**Text to read**
--- begin ---
We have here a defini- tion of development in the last Report of the Advisory Council on Scientific Policy and it runs: Work directed to the introduction or improvement of specific projects or applications up to and including the prototype or pilot plant stage. Is that covered by scientific research?

Mr. Barber

I can only tell the hon. and learned Member that what is included in capital expenditure on scientific research—it must be related to the purposes of trade—is the provision of laboratories, pilot plant and other equipment. I know of no difficulty in which any trader has been involved in connection with this application to what I might call the parent Section. As I mentioned at the outset, the Clause in no way affects the type of expenditure which qualifies for the scientific research allowance.

I understand that the hon. Member for Huddersfield, West doubts whether either in law or in practice the legislation dealing with scientific research allowances, which are merely improved by the Clause, covers pilot plant used for the application of research. As far as I understand the legal position, it does. As for the practice of the Board of Inland Revenue, I can only refer the hon. Gentleman to what I have said, namely, that capial expenditure on scientific research, including pilot plant, is allowable for Income Tax purposes.

Mr. J. Grimond (Orkney and Shetland)

The hon. Member said that he has had no complaint from manufacturers about the application of the existing law. Has he had any correspondence with research associations? Have they found any difficulty from their point of view, when manufacturers set up pilot plant, to take advantage of what the research associations have recommended?
--- end ---
Can you return the entire debate excerpt on scientific research allowances, word for word and unchanged? This data has no connection to the debate excerpt on scientific research allowances.

**Record list**
--- begin ---
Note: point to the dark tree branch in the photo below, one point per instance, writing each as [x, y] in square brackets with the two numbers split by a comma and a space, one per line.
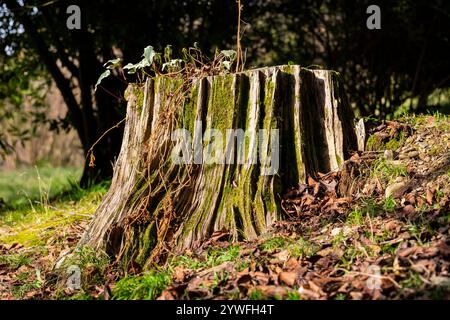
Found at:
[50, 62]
--- end ---
--- begin ---
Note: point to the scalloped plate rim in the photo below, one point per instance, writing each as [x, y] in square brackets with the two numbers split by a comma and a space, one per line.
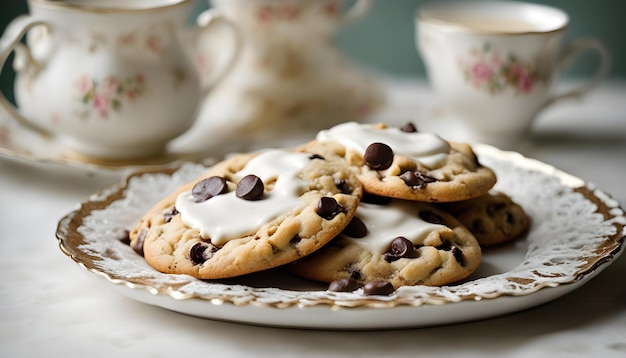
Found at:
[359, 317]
--- end ---
--- begin ---
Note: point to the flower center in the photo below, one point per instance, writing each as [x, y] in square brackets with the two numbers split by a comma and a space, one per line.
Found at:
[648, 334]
--- end ---
**Correct response**
We have here a defini- tion of development in the last Report of the Advisory Council on Scientific Policy and it runs: Work directed to the introduction or improvement of specific projects or applications up to and including the prototype or pilot plant stage. Is that covered by scientific research?

Mr. Barber

I can only tell the hon. and learned Member that what is included in capital expenditure on scientific research—it must be related to the purposes of trade—is the provision of laboratories, pilot plant and other equipment. I know of no difficulty in which any trader has been involved in connection with this application to what I might call the parent Section. As I mentioned at the outset, the Clause in no way affects the type of expenditure which qualifies for the scientific research allowance.

I understand that the hon. Member for Huddersfield, West doubts whether either in law or in practice the legislation dealing with scientific research allowances, which are merely improved by the Clause, covers pilot plant used for the application of research. As far as I understand the legal position, it does. As for the practice of the Board of Inland Revenue, I can only refer the hon. Gentleman to what I have said, namely, that capial expenditure on scientific research, including pilot plant, is allowable for Income Tax purposes.

Mr. J. Grimond (Orkney and Shetland)

The hon. Member said that he has had no complaint from manufacturers about the application of the existing law. Has he had any correspondence with research associations? Have they found any difficulty from their point of view, when manufacturers set up pilot plant, to take advantage of what the research associations have recommended?